• DATASET EXCERPTS:

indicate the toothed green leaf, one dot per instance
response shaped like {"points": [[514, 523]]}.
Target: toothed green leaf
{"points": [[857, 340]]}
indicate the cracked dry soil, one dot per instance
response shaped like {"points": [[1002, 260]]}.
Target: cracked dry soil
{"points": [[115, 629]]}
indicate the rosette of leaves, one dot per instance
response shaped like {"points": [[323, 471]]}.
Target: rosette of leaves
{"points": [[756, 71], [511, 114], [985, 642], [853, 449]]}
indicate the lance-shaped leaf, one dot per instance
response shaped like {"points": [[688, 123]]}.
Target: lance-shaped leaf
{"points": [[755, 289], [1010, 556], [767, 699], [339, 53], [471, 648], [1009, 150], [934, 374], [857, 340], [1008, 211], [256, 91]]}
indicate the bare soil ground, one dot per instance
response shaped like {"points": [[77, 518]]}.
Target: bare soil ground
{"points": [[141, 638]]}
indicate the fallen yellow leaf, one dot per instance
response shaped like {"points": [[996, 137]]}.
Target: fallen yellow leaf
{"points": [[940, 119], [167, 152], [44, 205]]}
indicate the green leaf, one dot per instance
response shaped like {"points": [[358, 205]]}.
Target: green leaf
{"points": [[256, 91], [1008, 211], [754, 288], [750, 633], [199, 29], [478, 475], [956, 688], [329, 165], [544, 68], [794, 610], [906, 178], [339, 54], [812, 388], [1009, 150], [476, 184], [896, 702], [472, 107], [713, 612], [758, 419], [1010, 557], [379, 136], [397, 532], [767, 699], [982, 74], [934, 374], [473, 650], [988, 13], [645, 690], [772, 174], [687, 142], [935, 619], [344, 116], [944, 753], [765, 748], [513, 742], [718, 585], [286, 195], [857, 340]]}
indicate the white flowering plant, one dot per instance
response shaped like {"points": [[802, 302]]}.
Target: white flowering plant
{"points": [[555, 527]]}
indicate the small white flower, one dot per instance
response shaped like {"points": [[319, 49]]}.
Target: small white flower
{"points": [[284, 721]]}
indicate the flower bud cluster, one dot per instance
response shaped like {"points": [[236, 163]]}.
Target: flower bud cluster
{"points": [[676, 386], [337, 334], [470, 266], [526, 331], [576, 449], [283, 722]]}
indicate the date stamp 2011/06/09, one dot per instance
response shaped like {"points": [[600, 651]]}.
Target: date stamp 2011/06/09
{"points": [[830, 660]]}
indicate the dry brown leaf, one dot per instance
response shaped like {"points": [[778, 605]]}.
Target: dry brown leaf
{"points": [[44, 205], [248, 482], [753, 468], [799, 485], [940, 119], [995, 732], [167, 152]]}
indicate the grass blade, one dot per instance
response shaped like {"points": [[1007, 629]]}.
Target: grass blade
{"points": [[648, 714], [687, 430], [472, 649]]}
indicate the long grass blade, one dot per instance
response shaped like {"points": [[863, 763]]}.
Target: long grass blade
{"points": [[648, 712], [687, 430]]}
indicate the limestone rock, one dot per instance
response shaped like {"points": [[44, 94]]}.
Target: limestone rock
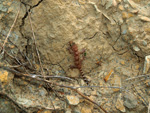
{"points": [[146, 64], [130, 101], [144, 18], [5, 76], [119, 105], [116, 82], [72, 100]]}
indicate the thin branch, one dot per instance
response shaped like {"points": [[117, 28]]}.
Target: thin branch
{"points": [[35, 45], [137, 77], [54, 84]]}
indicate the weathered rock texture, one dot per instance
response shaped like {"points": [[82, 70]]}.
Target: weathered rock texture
{"points": [[115, 34]]}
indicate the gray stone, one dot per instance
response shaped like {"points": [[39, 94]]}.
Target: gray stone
{"points": [[130, 101]]}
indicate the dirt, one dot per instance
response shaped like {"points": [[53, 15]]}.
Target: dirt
{"points": [[115, 35]]}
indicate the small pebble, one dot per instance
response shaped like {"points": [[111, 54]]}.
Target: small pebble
{"points": [[72, 100]]}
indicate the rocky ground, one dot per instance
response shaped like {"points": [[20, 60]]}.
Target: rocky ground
{"points": [[35, 74]]}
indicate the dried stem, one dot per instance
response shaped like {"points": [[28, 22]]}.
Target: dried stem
{"points": [[54, 84]]}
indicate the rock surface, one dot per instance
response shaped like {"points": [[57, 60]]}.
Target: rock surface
{"points": [[114, 33]]}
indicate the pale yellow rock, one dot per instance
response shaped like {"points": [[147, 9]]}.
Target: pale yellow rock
{"points": [[144, 18], [86, 109], [127, 15], [72, 100], [3, 76]]}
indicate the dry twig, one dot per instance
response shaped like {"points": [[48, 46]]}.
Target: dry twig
{"points": [[36, 46], [54, 84]]}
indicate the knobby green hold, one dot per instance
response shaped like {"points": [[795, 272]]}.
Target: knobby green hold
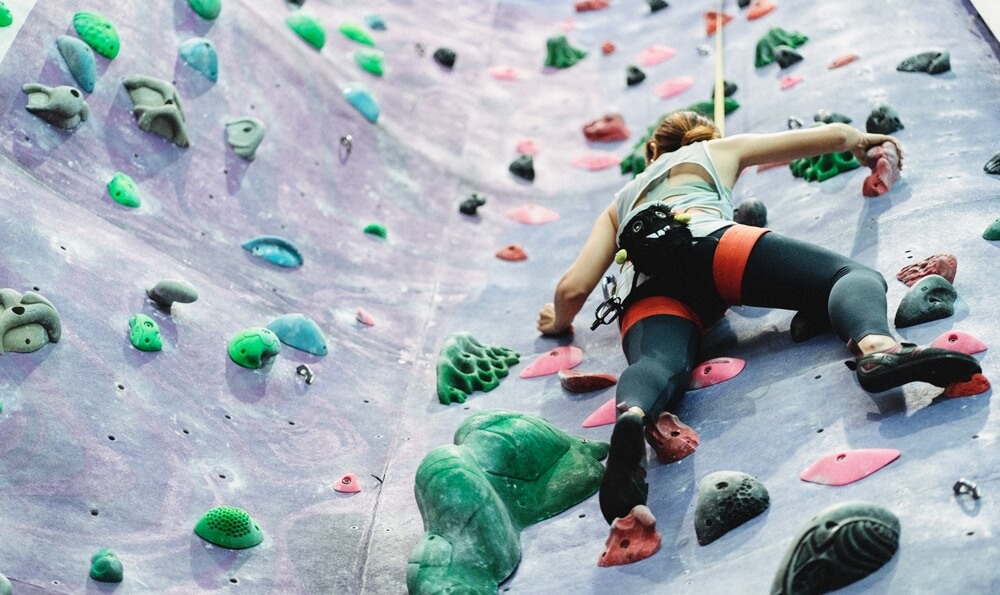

• PROBLEM DETAILS: Pick out every line in the records above that contains the word "brown", and copy each one.

• SOLUTION TO THIS PROBLEM:
indicate the dry brown leaf, one dot per instance
Target: dry brown leaf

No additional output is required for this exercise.